Trecho para leitura »
Resumo: A realidade do trabalho infantil no Brasil está sendo negligenciada pelo Estado permanentemente. Não se pode olvidar a existência de políticas públicas para promoção dos direitos e garantias fundamentais às crianças e aos adolescentes. Contudo, seria ingenuidade não reconhecer que não são efetivas, prejudicando gravemente a infância dessas crianças. Além das disposições normativas internas que visam proteger a criança, o Brasil é país signatário de inúmeras Convenções e Tratados Internacionais sobre Direitos e Garantias às crianças e adolescentes, dentre elas a Convenção Sobre os Direitos das Crianças, Convenção Americana de Direitos Humanos, e a Convenção 182 e a Recomendação 190 da Organização Internacional do Trabalho. Essas Convenções possuem valia normativa com status supralegal, ou seja, estão acima da legislação ordinária, equiparando-se às normas Magnas. A história do trabalho infantil no Brasil se repete, e isso só traz consequências socioculturais que desestruturam a organização do Estado, tendo em vista a legitimação por diversos institutos do trabalho infantil, fazendo com que tal trabalho subsista de maneira escancarada tanto em famílias menos favorecidas economicamente, quanto por extremas exigências de crianças em famílias mais ricas. A erradicação do trabalho infantil no Brasil só ocorrerá quando as políticas públicas estatuídas forem cumpridas, sendo necessário para tanto que sejam fiscalizadas efetivamente.

Informações extraídas »
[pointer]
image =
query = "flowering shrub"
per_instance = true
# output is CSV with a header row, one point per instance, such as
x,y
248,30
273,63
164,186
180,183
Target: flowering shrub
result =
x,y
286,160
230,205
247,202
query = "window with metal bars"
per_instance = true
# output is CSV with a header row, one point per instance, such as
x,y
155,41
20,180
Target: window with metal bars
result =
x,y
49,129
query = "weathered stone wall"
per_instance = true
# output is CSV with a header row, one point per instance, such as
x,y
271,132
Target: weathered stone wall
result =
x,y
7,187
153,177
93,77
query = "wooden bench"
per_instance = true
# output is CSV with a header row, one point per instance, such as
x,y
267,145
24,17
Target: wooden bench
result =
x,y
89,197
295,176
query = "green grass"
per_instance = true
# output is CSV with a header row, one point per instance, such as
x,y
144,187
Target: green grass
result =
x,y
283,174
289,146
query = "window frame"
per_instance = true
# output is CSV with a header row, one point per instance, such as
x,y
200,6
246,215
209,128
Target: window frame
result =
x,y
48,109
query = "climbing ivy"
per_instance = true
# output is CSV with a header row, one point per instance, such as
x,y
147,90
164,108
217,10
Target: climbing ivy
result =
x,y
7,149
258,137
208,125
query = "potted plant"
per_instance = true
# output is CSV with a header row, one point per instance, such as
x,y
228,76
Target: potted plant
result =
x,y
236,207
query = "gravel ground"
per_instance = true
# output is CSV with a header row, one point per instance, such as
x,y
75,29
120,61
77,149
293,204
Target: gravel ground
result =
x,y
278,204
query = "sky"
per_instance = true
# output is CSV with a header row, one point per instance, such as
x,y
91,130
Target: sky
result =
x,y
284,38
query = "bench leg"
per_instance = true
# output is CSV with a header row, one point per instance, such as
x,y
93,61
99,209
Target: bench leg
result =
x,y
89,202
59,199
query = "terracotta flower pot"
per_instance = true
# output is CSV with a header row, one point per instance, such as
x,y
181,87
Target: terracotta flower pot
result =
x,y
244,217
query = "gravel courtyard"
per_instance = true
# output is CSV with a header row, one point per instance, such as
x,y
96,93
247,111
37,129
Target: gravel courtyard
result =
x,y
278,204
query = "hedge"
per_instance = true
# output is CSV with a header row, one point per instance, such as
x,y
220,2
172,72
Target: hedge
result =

Ações a realizar »
a) De acordo com o texto sobre trabalho infantil, em que condição ocorrerá a erradicação do trabalho infantil no Brasil?
b) Por favor, retome o texto sobre trabalho infantil a partir do ponto em que ele para.
Os registros provêm de uma fonte diferente da do texto sobre trabalho infantil.

Respostas »
a) Quando as políticas públicas estatuídas forem cumpridas e efetivamente fiscalizadas.

b)
Palavras-chave: Infância Digna. Constituição Federal. Convenções Internacionais. Fatores Condicionantes. Exploração. Erradicação.

 


CONSIDERAÇÕES INTRODUTÓRIAS 

O trabalho infantil é realidade sociocultural de crianças e adolescente em todo o Brasil e é negligenciada pelo Estado, que apesar de estatuir inúmeras políticas públicas para promoção dos direitos e garantias fundamentais das crianças e dos adolescentes, não são efetivas e a infância delas que deveria ser usufruída com dignidade é afrontada gravemente.

Além das inúmeras disposições normativas internas que tutelam (no mundo do dever ser) o bem-estar das crianças, com o escopo de evitar o trabalho infantil - e, se caso subsista, promover a sua erradicação - o Brasil é signatário de inúmeras Convenções e Tratados Internacionais sobre Direitos e Garantias às crianças e adolescentes. Tais postulados, que foram pactuados na esfera internacional, têm aplicação e valia normativa com status supralegal, ou seja, estão acima da legislação ordinária, equiparando-se às normas Magnas.

A questão do trabalho infantil deve ser enfrentada com um olhar histórico, pois desde a descoberta do Brasil em 1500, crianças e adolescentes são exploradas no trabalho. Além do que, a própria sociedade legitima o trabalho infantil, quer de maneira escancarada por famílias menos favorecidas economicamente, quer por extremas exigências de crianças por famílias mais ricas.

Além dos fatores históricos que fazem subsistir o trabalho infantil no Brasil, depreendem-se também outros fatores que condicionam a manutenção desse trabalho como a desigualdade social – que ocasionará no aumento dessa desigualdade, como consequência –, a cultura de famílias que vivem da agricultura, a educação precária, entre outros.

Nota-se, porém, que a efetiva inobservância e, consequentemente, o descumprimento desses mandamentos, além de desrespeitar toda a estrutura organizacional jurídico-social prevista, legitima consequências do trabalho infantil de forma que o objetivo de erradicação é desvirtuado.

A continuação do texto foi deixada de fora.